- TASK BRIEF -
Without including any images, output the listing below exactly.

- THE DATA -
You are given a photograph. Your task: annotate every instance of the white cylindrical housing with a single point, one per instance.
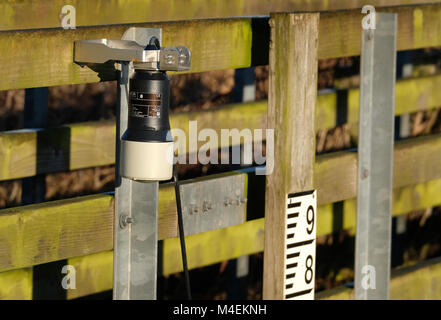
(149, 161)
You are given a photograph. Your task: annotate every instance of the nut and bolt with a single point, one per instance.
(125, 220)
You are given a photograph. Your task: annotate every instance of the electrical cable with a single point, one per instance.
(181, 232)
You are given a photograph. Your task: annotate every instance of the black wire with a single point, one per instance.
(181, 232)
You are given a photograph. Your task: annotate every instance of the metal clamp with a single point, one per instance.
(147, 55)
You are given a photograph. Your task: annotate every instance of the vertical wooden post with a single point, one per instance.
(291, 103)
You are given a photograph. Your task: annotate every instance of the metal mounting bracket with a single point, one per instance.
(132, 48)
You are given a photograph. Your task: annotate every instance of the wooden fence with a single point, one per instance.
(81, 229)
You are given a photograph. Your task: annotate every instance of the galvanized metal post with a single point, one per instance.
(375, 159)
(136, 216)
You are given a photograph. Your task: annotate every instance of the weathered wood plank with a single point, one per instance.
(291, 102)
(421, 281)
(36, 58)
(90, 144)
(418, 27)
(19, 15)
(45, 58)
(406, 199)
(57, 230)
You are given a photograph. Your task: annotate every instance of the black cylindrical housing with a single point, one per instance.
(149, 100)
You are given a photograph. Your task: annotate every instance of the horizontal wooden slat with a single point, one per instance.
(421, 281)
(16, 284)
(208, 248)
(18, 15)
(90, 144)
(37, 58)
(94, 271)
(56, 230)
(45, 58)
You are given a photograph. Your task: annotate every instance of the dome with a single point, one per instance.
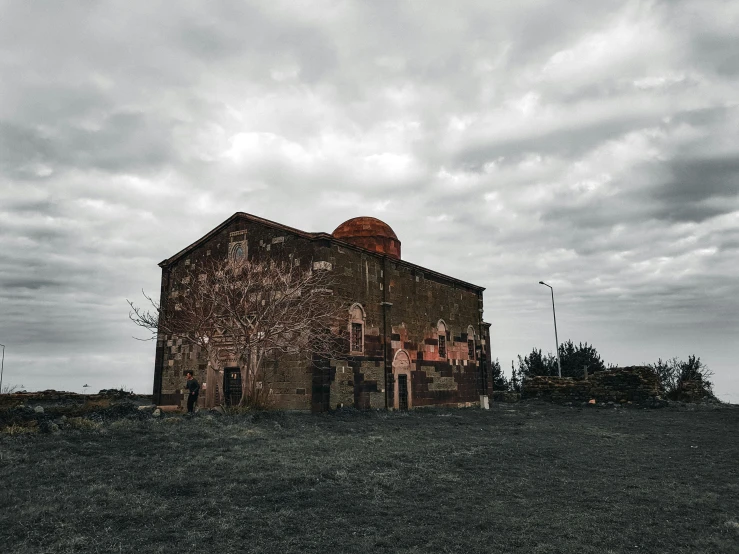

- WRITTEN ANSWER -
You are given a photograph. Your task: annotate every instance of the white cylindrical housing with a single point, one per instance.
(149, 161)
You are given a photograph. Your task: annotate every instance of the nut and bolt with a single point, one per instance.
(125, 220)
You are given a photograph. Your task: annotate every instance of the electrical cable with a single point, one per instance.
(181, 232)
You are given a photograph. Your task: annotate every instance of the black wire with a single point, one per instance.
(181, 232)
You are given a photograph. Your task: annotate every instance of the metal clamp with a single point, one per instance.
(147, 55)
You are given a photograph. Your task: annotate every instance of the vertical wooden post with a single point, one per instance.
(291, 103)
You are given a photograph. Your task: annotate every instance of the metal mounting bracket with a single point, one per instance.
(132, 48)
You are given a photograph. Your task: annotate every instance of the wooden fence with a single point, one per instance.
(81, 229)
You are given a photograph. Your task: annotate every instance of the galvanized metal post with a single point, one per instance.
(375, 159)
(136, 216)
You are given a photograph. Your task: annotate every instance of the weathered wood plank with a single point, one per instance.
(291, 102)
(421, 281)
(36, 58)
(90, 144)
(418, 27)
(19, 15)
(45, 58)
(406, 199)
(57, 230)
You are given a photograph. Your task: annotate every instance of the black cylindrical housing with a single point, one per instance.
(149, 100)
You are given a photograph. Your task: annotate every instance of the horizontal wooden slat with a single point, one per instance.
(421, 281)
(16, 284)
(208, 248)
(18, 15)
(90, 144)
(37, 58)
(94, 271)
(56, 230)
(45, 58)
You are given a photograph. Your task: annotate every instance of the dome with a single point, one per instance.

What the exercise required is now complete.